> **TASK OBJECTIVE**: Looking through the data below, work out how many lines have the word "conforming". Reply with that number only.

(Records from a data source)
★ ★ ★ ★
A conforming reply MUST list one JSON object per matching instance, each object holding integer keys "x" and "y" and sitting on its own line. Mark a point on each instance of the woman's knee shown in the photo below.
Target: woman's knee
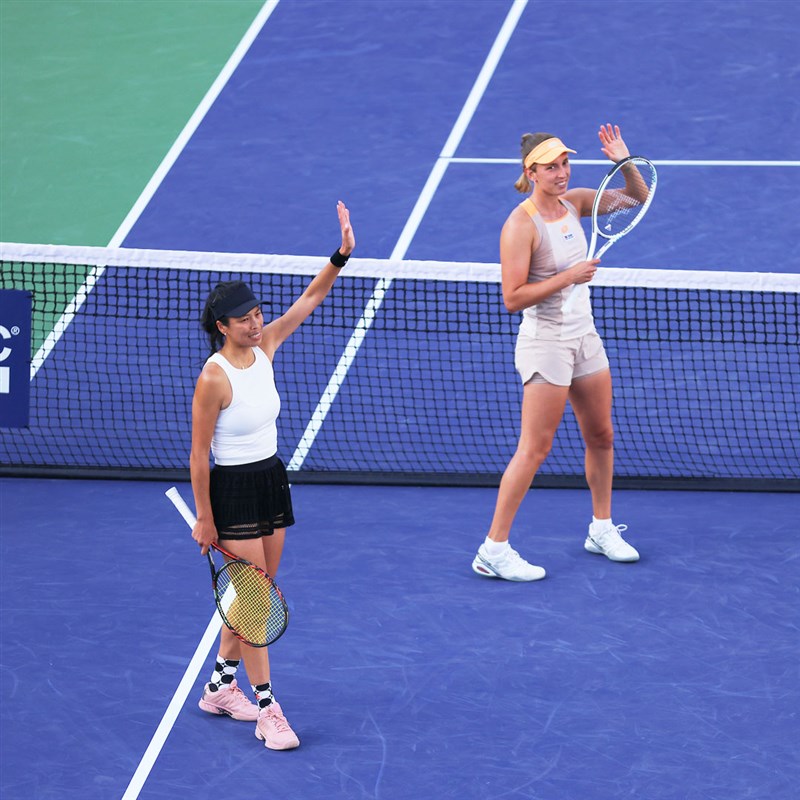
{"x": 600, "y": 438}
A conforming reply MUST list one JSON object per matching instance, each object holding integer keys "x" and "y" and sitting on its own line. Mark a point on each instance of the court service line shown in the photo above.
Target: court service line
{"x": 407, "y": 234}
{"x": 155, "y": 181}
{"x": 212, "y": 629}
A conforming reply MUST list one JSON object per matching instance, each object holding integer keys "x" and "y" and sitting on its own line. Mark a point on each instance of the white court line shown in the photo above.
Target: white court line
{"x": 155, "y": 181}
{"x": 657, "y": 162}
{"x": 209, "y": 637}
{"x": 407, "y": 234}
★ ★ ★ ★
> **WORKED SOLUTION**: 3